> _Data supplied_:
- - - - - - -
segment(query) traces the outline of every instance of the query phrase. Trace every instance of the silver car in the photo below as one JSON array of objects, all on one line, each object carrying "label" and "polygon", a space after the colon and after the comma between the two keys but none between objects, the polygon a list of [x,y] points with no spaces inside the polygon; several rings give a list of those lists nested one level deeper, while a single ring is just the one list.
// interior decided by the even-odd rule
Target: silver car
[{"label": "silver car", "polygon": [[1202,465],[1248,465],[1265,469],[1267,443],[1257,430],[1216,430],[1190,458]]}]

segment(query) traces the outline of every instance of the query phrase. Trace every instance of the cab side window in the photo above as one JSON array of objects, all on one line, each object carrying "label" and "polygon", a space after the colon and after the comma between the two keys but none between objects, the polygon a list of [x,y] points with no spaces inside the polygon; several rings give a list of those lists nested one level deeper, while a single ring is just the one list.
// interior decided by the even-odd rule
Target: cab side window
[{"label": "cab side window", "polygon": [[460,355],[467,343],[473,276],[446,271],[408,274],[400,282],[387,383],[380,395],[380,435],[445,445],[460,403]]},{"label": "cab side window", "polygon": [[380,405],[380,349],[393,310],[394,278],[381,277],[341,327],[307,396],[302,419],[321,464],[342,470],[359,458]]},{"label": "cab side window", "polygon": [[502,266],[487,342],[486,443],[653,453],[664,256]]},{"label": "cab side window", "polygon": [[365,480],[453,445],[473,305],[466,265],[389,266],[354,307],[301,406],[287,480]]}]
- - - - - - -
> _Exercise instructions_:
Your task is to extract all of the records exactly.

> _Reply_:
segment(query) traces the outline of every instance of the query phrase. Trace every instance of the silver car in the photo below as one JSON array of objects, all on one line, each object carrying "label" and "polygon", a space after the colon and after the comma between the two keys but none between objects, the polygon a list of [x,y] points with no spaces inside the polygon; several rings give a list of those lists nested one level deeper, while a single ring is just the one list.
// interior decided by the even-odd rule
Target: silver car
[{"label": "silver car", "polygon": [[1202,465],[1248,465],[1265,469],[1267,443],[1257,430],[1216,430],[1190,458]]}]

segment(query) traces the outline of every instance of the query phrase. Trace every instance of the cab side window in the photo above as one JSON array of objects, all on one line, each object carrying "label" and "polygon", a space after the colon and after the comma between the two keys but none between objects, the polygon a list of [x,y] points with no spaces inside the polygon; several rings give a list of those lists nested one level deeper, while a single ring is just the one list.
// interior decided by the even-odd rule
Target: cab side window
[{"label": "cab side window", "polygon": [[460,355],[467,343],[473,276],[446,271],[408,274],[400,282],[387,383],[380,395],[380,435],[445,445],[460,403]]},{"label": "cab side window", "polygon": [[380,405],[380,349],[393,310],[394,278],[381,277],[341,327],[307,396],[302,419],[321,464],[342,470],[359,458]]},{"label": "cab side window", "polygon": [[502,266],[487,342],[486,443],[653,453],[664,256]]},{"label": "cab side window", "polygon": [[365,480],[453,445],[473,305],[466,265],[389,266],[354,307],[301,406],[287,480]]}]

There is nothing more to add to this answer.